[Extracted data entries]
Segment Open

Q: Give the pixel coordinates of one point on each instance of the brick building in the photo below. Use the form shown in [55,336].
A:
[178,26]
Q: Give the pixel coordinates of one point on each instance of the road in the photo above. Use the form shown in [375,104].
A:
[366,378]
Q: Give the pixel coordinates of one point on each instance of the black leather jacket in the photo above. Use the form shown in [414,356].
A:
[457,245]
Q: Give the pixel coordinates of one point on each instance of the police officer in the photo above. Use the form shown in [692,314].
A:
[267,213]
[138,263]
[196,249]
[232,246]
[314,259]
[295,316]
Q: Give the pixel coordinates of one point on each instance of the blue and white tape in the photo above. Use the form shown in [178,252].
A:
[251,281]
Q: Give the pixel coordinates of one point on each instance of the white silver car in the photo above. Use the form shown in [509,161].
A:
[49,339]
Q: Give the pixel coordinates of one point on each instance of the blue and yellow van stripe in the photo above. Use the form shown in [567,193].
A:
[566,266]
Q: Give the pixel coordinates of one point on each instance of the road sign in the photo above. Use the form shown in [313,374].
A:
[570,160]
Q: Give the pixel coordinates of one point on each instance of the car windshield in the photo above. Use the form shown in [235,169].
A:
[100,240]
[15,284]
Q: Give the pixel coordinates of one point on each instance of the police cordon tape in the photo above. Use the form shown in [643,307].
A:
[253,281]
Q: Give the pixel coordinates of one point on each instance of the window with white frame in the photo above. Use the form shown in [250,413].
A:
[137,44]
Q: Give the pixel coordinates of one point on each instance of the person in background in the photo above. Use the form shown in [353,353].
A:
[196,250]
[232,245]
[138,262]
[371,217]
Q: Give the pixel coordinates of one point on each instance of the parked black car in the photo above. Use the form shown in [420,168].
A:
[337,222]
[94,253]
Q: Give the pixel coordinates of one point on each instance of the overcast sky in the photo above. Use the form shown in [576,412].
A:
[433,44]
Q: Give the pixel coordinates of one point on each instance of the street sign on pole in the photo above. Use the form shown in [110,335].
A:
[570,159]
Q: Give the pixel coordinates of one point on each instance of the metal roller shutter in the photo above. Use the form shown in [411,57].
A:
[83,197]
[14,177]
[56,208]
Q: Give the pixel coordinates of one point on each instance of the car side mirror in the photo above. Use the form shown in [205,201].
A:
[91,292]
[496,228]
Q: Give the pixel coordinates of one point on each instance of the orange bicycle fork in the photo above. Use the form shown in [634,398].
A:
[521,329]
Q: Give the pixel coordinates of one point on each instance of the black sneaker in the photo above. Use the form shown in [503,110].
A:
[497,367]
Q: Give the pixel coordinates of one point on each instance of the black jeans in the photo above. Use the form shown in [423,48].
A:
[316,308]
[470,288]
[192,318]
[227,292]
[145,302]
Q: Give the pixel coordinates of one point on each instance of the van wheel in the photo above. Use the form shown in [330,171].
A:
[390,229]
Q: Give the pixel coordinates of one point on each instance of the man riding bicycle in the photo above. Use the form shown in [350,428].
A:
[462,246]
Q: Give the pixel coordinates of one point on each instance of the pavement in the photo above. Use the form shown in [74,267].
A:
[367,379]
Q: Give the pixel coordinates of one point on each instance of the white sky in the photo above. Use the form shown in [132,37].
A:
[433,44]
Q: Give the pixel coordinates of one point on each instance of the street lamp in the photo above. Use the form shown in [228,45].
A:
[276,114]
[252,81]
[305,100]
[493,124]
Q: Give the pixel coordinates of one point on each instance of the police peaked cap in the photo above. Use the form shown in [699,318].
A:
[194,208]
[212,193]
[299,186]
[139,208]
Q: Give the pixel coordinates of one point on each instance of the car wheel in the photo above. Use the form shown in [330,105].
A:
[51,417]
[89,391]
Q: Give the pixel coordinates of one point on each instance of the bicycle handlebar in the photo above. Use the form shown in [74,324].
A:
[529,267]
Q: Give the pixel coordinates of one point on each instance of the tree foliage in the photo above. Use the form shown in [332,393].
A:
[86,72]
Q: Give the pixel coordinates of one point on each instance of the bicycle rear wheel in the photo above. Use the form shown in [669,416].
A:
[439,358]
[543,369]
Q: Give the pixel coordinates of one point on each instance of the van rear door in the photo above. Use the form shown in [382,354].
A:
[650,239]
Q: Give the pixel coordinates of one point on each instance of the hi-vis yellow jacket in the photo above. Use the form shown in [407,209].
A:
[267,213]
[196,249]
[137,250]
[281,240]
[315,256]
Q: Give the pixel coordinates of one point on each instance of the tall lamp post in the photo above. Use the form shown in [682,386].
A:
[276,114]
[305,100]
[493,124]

Segment Closed

For each line in the records that holds "road", show that line as it stands.

Q: Give the pixel coordinates of one point on each instance of the road in the photo above. Use the form shown in [375,104].
Q: Give the pixel coordinates of one point on each instance of the road sign in the photo above. Use the form shown in [313,374].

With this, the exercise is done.